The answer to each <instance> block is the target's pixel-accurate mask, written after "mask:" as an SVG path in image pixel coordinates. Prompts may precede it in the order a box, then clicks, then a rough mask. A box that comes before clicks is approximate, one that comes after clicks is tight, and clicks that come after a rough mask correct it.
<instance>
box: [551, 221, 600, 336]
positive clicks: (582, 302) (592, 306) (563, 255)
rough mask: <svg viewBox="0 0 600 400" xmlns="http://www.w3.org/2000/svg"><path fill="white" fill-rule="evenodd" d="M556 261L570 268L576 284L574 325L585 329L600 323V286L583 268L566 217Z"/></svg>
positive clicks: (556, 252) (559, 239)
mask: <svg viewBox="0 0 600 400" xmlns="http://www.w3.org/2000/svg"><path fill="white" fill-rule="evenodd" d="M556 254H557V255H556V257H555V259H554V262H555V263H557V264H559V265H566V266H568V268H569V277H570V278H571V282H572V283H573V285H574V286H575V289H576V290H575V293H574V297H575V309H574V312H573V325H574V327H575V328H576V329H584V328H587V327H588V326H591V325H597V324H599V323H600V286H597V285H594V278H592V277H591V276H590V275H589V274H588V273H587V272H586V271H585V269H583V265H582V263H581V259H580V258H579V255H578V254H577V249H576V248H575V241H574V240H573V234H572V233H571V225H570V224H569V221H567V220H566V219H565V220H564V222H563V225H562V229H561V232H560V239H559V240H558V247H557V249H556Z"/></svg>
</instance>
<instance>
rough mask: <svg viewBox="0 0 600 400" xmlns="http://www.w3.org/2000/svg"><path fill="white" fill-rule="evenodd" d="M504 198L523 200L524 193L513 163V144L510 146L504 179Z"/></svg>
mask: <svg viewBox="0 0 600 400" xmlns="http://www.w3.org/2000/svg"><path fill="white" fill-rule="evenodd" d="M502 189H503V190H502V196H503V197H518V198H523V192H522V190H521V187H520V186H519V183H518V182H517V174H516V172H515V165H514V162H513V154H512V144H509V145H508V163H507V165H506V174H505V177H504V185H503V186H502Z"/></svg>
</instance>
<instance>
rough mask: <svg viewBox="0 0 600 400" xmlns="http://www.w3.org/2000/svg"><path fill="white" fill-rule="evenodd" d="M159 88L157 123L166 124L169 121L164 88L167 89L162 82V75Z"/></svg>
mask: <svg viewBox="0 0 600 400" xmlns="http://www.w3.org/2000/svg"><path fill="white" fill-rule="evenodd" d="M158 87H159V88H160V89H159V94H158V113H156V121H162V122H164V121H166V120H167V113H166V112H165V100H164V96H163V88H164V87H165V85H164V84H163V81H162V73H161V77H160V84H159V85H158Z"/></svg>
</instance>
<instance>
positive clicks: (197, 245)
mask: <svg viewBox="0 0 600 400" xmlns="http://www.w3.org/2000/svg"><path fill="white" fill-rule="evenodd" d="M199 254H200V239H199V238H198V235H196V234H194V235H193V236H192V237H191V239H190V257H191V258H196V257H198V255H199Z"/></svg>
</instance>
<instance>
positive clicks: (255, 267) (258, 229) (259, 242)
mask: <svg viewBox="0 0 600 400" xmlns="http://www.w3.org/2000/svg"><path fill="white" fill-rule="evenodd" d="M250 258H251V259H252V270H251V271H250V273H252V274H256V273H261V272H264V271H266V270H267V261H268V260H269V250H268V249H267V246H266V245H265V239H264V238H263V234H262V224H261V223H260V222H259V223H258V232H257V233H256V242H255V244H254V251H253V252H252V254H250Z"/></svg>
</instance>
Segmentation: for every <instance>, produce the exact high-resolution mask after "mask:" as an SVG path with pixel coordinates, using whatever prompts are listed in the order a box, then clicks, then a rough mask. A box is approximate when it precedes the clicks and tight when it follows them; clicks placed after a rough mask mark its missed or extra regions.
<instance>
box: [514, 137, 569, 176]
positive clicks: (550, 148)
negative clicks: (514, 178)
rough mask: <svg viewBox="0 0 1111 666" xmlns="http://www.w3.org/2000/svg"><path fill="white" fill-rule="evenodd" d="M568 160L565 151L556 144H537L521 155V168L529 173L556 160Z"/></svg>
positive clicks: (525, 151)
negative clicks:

What to produce:
Copy the items above again, switching every "positive clicks" for "foreground clicks" and leaving everything else unchanged.

Solution to the exercise:
The answer to each <instance> block is the target's pixel-accurate mask, written after "mask:" as an SVG path in image pixel coordinates. Prompts may precede it in the order a box, then clicks, then a rough mask. A box that comes before clicks is approximate, one that comes after clicks is tight, and clicks that come after a rough mask correct it.
<instance>
box: [551, 221, 600, 336]
foreground clicks: (582, 302) (592, 306) (563, 255)
rough mask: <svg viewBox="0 0 600 400" xmlns="http://www.w3.org/2000/svg"><path fill="white" fill-rule="evenodd" d="M556 261L570 268L576 284L574 325L585 329L600 323V286L583 268L566 217Z"/></svg>
foreground clicks: (556, 252) (559, 239)
mask: <svg viewBox="0 0 600 400" xmlns="http://www.w3.org/2000/svg"><path fill="white" fill-rule="evenodd" d="M556 254H557V255H556V257H555V259H554V262H555V263H557V264H559V265H566V266H568V268H569V277H570V278H571V282H572V283H573V285H574V286H575V289H576V290H575V293H574V297H575V309H574V312H573V325H574V327H575V328H576V329H584V328H587V327H588V326H591V325H597V324H599V323H600V286H597V285H594V278H592V277H591V276H590V275H589V274H588V273H587V272H586V271H585V269H583V265H582V263H581V259H580V258H579V255H578V254H577V249H576V248H575V241H574V240H573V234H572V233H571V225H570V224H569V221H567V220H566V219H565V220H564V222H563V225H562V229H561V232H560V239H559V240H558V247H557V249H556Z"/></svg>
</instance>
<instance>
rough mask: <svg viewBox="0 0 600 400" xmlns="http://www.w3.org/2000/svg"><path fill="white" fill-rule="evenodd" d="M504 198L523 200L524 193L513 163V144L510 146L504 179Z"/></svg>
mask: <svg viewBox="0 0 600 400" xmlns="http://www.w3.org/2000/svg"><path fill="white" fill-rule="evenodd" d="M502 189H503V190H502V196H503V197H518V198H523V192H522V190H521V187H520V186H519V183H518V182H517V174H516V172H515V165H514V162H513V154H512V144H509V145H508V163H507V165H506V174H505V177H504V185H503V186H502Z"/></svg>
</instance>
<instance>
rough mask: <svg viewBox="0 0 600 400" xmlns="http://www.w3.org/2000/svg"><path fill="white" fill-rule="evenodd" d="M159 88L157 123L166 124L169 121L164 88L167 89L162 82V75Z"/></svg>
mask: <svg viewBox="0 0 600 400" xmlns="http://www.w3.org/2000/svg"><path fill="white" fill-rule="evenodd" d="M158 87H159V88H160V89H159V94H158V113H156V121H162V122H164V121H166V120H167V113H166V112H165V100H164V96H163V88H164V87H165V85H164V84H163V81H162V73H161V77H160V84H159V85H158Z"/></svg>
</instance>
<instance>
foreground clicks: (197, 245)
mask: <svg viewBox="0 0 600 400" xmlns="http://www.w3.org/2000/svg"><path fill="white" fill-rule="evenodd" d="M199 254H200V239H199V238H198V235H196V234H194V235H193V236H192V237H191V239H190V257H191V258H196V257H198V255H199Z"/></svg>
</instance>
<instance>
foreground clicks: (255, 267) (258, 229) (259, 242)
mask: <svg viewBox="0 0 600 400" xmlns="http://www.w3.org/2000/svg"><path fill="white" fill-rule="evenodd" d="M250 258H251V259H252V270H251V271H250V273H252V274H256V273H261V272H264V271H266V270H267V261H268V260H269V250H268V249H267V246H266V245H265V239H264V238H263V234H262V224H261V223H260V222H259V223H258V232H257V233H256V242H255V244H254V251H253V252H252V254H250Z"/></svg>
</instance>
Segmentation: for every <instance>, produce the exact high-resolution mask after "mask:" as an SVG path with pixel coordinates, using whatever prompts are listed in the order a box, then clicks, then a rough mask. A box is approximate when it precedes the clicks and tight when it follows them; clicks placed after a rough mask mark its missed or extra regions.
<instance>
box: [514, 137, 569, 176]
foreground clicks: (550, 148)
negative clicks: (514, 178)
rough mask: <svg viewBox="0 0 1111 666" xmlns="http://www.w3.org/2000/svg"><path fill="white" fill-rule="evenodd" d="M568 160L565 151L556 144H537L521 155V168L529 173L556 160Z"/></svg>
foreground clicks: (525, 151)
negative clicks:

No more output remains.